_TASK REQUIREMENTS_.
Please transcribe all of the records precisely.
-------- SOURCE MATERIAL --------
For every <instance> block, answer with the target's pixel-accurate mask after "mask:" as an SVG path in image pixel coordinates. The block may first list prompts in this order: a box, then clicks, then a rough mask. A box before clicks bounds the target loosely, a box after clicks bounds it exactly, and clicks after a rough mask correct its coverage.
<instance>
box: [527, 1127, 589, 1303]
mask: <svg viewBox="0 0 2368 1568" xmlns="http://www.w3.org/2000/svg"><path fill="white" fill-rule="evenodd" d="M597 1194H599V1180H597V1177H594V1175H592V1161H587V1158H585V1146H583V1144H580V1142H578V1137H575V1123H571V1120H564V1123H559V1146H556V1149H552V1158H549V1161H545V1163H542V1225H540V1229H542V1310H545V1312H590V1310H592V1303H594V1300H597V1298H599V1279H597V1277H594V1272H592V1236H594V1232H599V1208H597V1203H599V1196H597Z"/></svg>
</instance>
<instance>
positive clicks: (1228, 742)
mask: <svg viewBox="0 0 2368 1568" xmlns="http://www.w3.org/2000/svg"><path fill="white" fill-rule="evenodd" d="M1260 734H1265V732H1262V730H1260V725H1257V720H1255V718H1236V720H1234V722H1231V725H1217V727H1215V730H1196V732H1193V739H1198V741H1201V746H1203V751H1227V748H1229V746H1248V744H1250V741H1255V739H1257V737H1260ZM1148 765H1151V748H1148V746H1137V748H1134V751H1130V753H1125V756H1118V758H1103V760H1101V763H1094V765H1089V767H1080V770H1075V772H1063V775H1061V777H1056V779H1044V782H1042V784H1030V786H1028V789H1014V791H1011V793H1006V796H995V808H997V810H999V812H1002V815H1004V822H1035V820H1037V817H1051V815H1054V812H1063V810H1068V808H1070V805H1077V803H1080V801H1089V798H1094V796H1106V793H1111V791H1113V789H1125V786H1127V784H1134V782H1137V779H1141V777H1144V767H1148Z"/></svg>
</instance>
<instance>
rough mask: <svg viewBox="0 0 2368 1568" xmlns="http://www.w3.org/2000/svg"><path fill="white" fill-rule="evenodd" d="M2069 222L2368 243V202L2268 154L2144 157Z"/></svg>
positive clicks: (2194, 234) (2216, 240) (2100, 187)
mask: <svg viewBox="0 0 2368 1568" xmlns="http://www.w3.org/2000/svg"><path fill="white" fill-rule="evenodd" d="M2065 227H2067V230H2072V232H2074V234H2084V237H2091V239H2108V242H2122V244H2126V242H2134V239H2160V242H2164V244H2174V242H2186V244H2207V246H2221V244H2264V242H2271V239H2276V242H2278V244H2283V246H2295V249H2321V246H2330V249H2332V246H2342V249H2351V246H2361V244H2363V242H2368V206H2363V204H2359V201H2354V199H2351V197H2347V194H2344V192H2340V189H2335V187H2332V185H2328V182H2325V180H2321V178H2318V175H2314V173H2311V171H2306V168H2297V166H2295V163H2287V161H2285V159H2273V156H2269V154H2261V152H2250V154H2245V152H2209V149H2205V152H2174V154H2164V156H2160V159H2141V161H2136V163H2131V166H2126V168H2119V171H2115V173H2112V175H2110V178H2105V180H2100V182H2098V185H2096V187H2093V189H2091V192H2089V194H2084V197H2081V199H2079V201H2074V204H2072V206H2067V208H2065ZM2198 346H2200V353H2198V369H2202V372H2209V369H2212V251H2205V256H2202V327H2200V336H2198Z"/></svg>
--------
_ANSWER SECTION_.
For every <instance> block, answer with the target's pixel-accurate mask after "mask:" as an SVG path in image pixel coordinates. The block may first list prompts in this order: a box, then clicks, then a rough mask. A box before clicks bounds the target loosely, a box after clicks bounds it exactly, and clicks after a rough mask correct its coverage.
<instance>
box: [527, 1127, 589, 1303]
mask: <svg viewBox="0 0 2368 1568" xmlns="http://www.w3.org/2000/svg"><path fill="white" fill-rule="evenodd" d="M597 1194H599V1180H597V1177H594V1175H592V1161H587V1158H585V1146H583V1144H580V1142H578V1137H575V1123H571V1120H564V1123H559V1146H556V1149H552V1158H549V1161H545V1163H542V1225H540V1229H542V1310H545V1312H590V1310H592V1303H594V1300H597V1298H599V1279H597V1277H594V1272H592V1236H594V1232H599V1208H597V1203H599V1196H597Z"/></svg>
</instance>
<instance>
positive clicks: (1228, 742)
mask: <svg viewBox="0 0 2368 1568" xmlns="http://www.w3.org/2000/svg"><path fill="white" fill-rule="evenodd" d="M1260 734H1265V732H1262V730H1260V725H1257V720H1255V718H1236V720H1234V722H1231V725H1217V727H1215V730H1196V732H1193V739H1198V741H1201V746H1203V751H1227V748H1229V746H1248V744H1250V741H1255V739H1257V737H1260ZM1148 765H1151V748H1148V746H1137V748H1134V751H1130V753H1125V756H1118V758H1103V760H1101V763H1094V765H1089V767H1080V770H1075V772H1063V775H1061V777H1056V779H1044V782H1042V784H1030V786H1028V789H1014V791H1011V793H1006V796H995V808H997V810H999V812H1002V815H1004V822H1035V820H1037V817H1051V815H1054V812H1063V810H1068V808H1070V805H1077V803H1080V801H1089V798H1094V796H1106V793H1111V791H1113V789H1125V786H1127V784H1134V782H1137V779H1141V777H1144V767H1148Z"/></svg>
</instance>
<instance>
rough mask: <svg viewBox="0 0 2368 1568" xmlns="http://www.w3.org/2000/svg"><path fill="white" fill-rule="evenodd" d="M2069 222L2368 243V202L2268 154L2144 157Z"/></svg>
positive clicks: (2194, 234) (2216, 240) (2100, 187)
mask: <svg viewBox="0 0 2368 1568" xmlns="http://www.w3.org/2000/svg"><path fill="white" fill-rule="evenodd" d="M2065 227H2067V230H2072V232H2074V234H2084V237H2091V239H2108V242H2122V244H2126V242H2134V239H2160V242H2164V244H2174V242H2186V244H2207V246H2221V244H2264V242H2271V239H2276V242H2278V244H2283V246H2295V249H2321V246H2330V249H2332V246H2342V249H2351V246H2361V244H2363V242H2368V206H2363V204H2359V201H2354V199H2351V197H2347V194H2344V192H2340V189H2335V187H2332V185H2328V182H2325V180H2321V178H2318V175H2314V173H2311V171H2306V168H2297V166H2295V163H2287V161H2285V159H2273V156H2269V154H2261V152H2250V154H2245V152H2209V149H2205V152H2174V154H2164V156H2160V159H2141V161H2136V163H2131V166H2126V168H2119V171H2115V173H2112V175H2110V178H2105V180H2100V182H2098V185H2096V187H2093V189H2091V192H2089V194H2084V197H2081V199H2079V201H2074V204H2072V206H2067V208H2065ZM2198 346H2200V353H2198V369H2202V372H2209V369H2212V251H2205V256H2202V327H2200V336H2198Z"/></svg>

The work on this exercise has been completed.